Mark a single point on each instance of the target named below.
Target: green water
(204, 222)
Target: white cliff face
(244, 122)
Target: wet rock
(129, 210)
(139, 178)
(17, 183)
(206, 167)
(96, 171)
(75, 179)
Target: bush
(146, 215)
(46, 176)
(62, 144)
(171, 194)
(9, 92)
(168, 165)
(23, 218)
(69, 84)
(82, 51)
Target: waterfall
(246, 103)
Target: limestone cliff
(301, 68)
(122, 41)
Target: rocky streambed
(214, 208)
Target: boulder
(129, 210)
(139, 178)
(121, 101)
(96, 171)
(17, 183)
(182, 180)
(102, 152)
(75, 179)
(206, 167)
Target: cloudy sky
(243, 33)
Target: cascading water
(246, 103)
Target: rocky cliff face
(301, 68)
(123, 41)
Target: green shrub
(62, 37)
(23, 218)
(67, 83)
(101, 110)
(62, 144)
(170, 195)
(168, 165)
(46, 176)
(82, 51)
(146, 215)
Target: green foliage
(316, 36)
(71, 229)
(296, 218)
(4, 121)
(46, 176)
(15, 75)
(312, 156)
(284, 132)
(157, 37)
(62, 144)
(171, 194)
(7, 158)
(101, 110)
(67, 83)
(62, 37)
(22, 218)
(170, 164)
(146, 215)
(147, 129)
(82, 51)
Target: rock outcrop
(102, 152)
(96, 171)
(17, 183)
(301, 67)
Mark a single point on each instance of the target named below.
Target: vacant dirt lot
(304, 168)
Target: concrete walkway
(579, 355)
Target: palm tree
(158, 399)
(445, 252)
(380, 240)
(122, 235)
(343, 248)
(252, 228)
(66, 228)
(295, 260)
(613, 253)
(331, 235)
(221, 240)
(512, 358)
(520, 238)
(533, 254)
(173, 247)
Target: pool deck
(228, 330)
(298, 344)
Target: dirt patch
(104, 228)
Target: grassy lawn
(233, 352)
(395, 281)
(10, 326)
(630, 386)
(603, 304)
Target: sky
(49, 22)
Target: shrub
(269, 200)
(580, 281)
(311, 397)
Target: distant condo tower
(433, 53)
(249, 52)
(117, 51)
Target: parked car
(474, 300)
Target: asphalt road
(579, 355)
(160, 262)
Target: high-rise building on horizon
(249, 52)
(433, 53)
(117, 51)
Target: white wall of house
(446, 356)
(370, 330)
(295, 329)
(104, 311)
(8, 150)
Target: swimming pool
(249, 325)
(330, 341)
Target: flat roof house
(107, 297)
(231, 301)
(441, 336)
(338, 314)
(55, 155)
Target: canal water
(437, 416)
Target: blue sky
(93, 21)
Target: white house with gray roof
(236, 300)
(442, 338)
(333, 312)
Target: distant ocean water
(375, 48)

____________________

Problem description => Every record above should be output exactly.

Task result =>
Mark a single point on each instance of the target named below.
Target: green water
(204, 222)
Target: white cliff face
(244, 122)
Target: wet rock
(129, 210)
(139, 178)
(17, 183)
(206, 167)
(96, 171)
(75, 179)
Target: bush
(146, 215)
(46, 176)
(62, 144)
(171, 194)
(9, 92)
(168, 165)
(23, 218)
(69, 84)
(82, 51)
Target: waterfall
(246, 103)
Target: limestone cliff
(301, 68)
(122, 41)
Target: rocky streambed
(214, 208)
Target: boulder
(129, 210)
(139, 178)
(121, 101)
(96, 171)
(17, 183)
(182, 180)
(102, 152)
(75, 179)
(206, 167)
Target: cloudy sky
(243, 33)
Target: cascading water
(246, 103)
Target: rocky cliff face
(301, 68)
(123, 41)
Target: green shrub
(62, 37)
(23, 218)
(67, 83)
(101, 110)
(62, 144)
(170, 195)
(168, 165)
(46, 176)
(82, 51)
(146, 215)
Target: green foliage
(316, 36)
(71, 229)
(296, 218)
(4, 121)
(46, 176)
(15, 75)
(312, 156)
(284, 132)
(157, 37)
(62, 144)
(171, 194)
(7, 158)
(101, 110)
(67, 83)
(62, 37)
(22, 218)
(170, 164)
(146, 215)
(147, 129)
(82, 51)
Target: rock outcrop
(102, 152)
(96, 171)
(17, 183)
(301, 67)
Mark a single point on each instance of the target named below.
Target: vacant dirt lot
(304, 168)
Target: concrete walkway
(579, 355)
Target: palm tree
(158, 399)
(445, 252)
(380, 240)
(122, 235)
(343, 248)
(252, 228)
(66, 228)
(295, 260)
(613, 253)
(331, 235)
(221, 240)
(512, 358)
(520, 238)
(533, 254)
(173, 247)
Target: pool deck
(228, 330)
(298, 344)
Target: dirt patch
(104, 228)
Target: grassy lawn
(233, 352)
(395, 281)
(10, 326)
(630, 386)
(603, 304)
Target: sky
(49, 22)
Target: shrub
(269, 200)
(580, 281)
(311, 397)
Target: distant condo tower
(433, 53)
(249, 52)
(117, 51)
Target: parked car
(474, 300)
Target: asphalt road
(579, 355)
(160, 262)
Target: high-rise building on horizon
(249, 52)
(433, 53)
(117, 51)
Target: white wall of house
(446, 356)
(370, 330)
(295, 329)
(104, 311)
(8, 150)
Target: swimming pool
(249, 325)
(330, 341)
Target: flat roof house
(107, 297)
(231, 301)
(441, 336)
(338, 314)
(55, 155)
Target: canal water
(437, 416)
Target: blue sky
(93, 21)
Target: white house with gray roof
(236, 300)
(442, 338)
(333, 312)
Target: distant ocean water
(375, 48)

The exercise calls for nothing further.